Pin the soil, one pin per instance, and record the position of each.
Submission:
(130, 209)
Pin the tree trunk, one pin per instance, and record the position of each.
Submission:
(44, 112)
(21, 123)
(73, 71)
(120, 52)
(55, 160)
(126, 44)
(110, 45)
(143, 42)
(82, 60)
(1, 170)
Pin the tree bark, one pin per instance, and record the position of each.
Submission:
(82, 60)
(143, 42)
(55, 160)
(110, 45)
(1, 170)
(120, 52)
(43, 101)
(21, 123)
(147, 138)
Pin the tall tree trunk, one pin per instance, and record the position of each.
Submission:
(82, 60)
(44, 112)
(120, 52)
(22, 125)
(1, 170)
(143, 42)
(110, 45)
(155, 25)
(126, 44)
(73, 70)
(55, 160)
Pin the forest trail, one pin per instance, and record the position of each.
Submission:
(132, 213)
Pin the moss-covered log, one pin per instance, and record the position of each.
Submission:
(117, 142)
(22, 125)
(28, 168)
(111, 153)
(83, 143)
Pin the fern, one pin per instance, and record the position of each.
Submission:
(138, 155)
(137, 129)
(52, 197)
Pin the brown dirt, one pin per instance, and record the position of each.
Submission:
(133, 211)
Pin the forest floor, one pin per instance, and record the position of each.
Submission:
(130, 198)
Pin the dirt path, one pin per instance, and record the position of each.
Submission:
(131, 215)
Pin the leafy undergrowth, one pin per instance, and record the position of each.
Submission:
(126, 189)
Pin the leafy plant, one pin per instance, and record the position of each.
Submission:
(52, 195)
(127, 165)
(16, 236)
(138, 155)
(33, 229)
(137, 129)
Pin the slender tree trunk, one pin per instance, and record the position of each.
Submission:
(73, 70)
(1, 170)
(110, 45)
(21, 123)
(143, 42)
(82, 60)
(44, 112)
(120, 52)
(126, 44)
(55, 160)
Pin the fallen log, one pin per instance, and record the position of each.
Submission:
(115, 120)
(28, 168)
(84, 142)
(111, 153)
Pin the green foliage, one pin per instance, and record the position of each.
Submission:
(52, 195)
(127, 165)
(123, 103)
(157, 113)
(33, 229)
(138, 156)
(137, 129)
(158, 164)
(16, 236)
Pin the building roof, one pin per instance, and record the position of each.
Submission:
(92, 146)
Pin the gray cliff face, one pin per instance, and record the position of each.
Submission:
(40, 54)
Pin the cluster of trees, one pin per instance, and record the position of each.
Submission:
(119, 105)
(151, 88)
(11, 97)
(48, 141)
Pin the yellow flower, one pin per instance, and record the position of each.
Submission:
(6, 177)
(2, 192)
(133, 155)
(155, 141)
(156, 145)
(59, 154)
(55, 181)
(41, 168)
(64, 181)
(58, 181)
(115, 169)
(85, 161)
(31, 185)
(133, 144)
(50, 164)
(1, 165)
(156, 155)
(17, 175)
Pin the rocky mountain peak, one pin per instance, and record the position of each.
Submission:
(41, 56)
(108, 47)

━━━━━━━━━━━━━━━━━━━━

> **PROBLEM TO SOLVE**
Recopy the entries above in their entirety, exactly.

> **SOLUTION**
Pin the soil, one pin per instance, and record the position of each.
Submission:
(130, 209)
Pin the tree trunk, one pin per instance, and record the position of each.
Submission:
(44, 112)
(21, 123)
(73, 71)
(120, 52)
(55, 160)
(126, 44)
(110, 45)
(143, 42)
(82, 60)
(1, 170)
Pin the tree bark, one pin per instance, and record the position of each.
Submission:
(82, 60)
(143, 42)
(55, 160)
(110, 45)
(1, 170)
(120, 52)
(43, 101)
(21, 123)
(147, 138)
Pin the tall tree trunk, one pin per instance, and record the position of each.
Submission:
(82, 60)
(44, 112)
(120, 52)
(22, 125)
(1, 170)
(143, 42)
(110, 45)
(155, 25)
(126, 44)
(73, 70)
(55, 160)
Pin the forest trail, one pin per instance, and record the position of each.
Submission:
(132, 213)
Pin the moss-covered log, one pin per instance, and record the position of each.
Submission:
(117, 142)
(22, 125)
(28, 168)
(111, 153)
(83, 143)
Pin the fern, one pin per instance, and record the position of each.
Submission:
(138, 155)
(137, 129)
(52, 197)
Pin the brown dirt, one pin per instance, and record the position of each.
Submission:
(133, 211)
Pin the forest floor, one pin per instance, and record the position of each.
Submission:
(130, 198)
Pin the dirt path, one pin per instance, and record the position of each.
Submission:
(131, 215)
Pin the leafy undergrowth, one pin per instance, and record the position of each.
Submission:
(126, 189)
Pin the leafy plant, one pin per instance, and record the position of each.
Submission:
(52, 195)
(127, 165)
(16, 236)
(138, 155)
(33, 229)
(137, 129)
Pin the slender tree trunk, one pin per instance, and record the position of each.
Submission:
(73, 70)
(1, 170)
(110, 45)
(21, 123)
(143, 42)
(82, 60)
(44, 112)
(120, 52)
(126, 44)
(55, 160)
Pin the fallen log, one pin per instance, and record the position of each.
Submission:
(115, 120)
(28, 168)
(84, 142)
(111, 153)
Pin the green foliage, one pin per instance, and record the position of each.
Submission:
(52, 195)
(127, 165)
(123, 103)
(157, 113)
(33, 229)
(138, 156)
(137, 129)
(158, 164)
(16, 236)
Pin the building roof, one pin per instance, and record the position of each.
Submission:
(92, 146)
Pin the gray cliff face, one pin per instance, and record the position of each.
Submission:
(40, 54)
Pin the cluster of trees, one pin per instance, and record the position of each.
Submission:
(119, 105)
(151, 88)
(11, 97)
(48, 141)
Pin the yellow flower, one pin per instance, and record the position of each.
Submission:
(6, 177)
(2, 192)
(133, 155)
(155, 141)
(156, 145)
(59, 154)
(55, 181)
(41, 168)
(64, 181)
(58, 181)
(115, 169)
(85, 161)
(31, 185)
(133, 144)
(50, 164)
(1, 165)
(156, 155)
(17, 175)
Pin the rocky mountain peak, one pin per instance, and record the position of each.
Submission:
(41, 56)
(108, 47)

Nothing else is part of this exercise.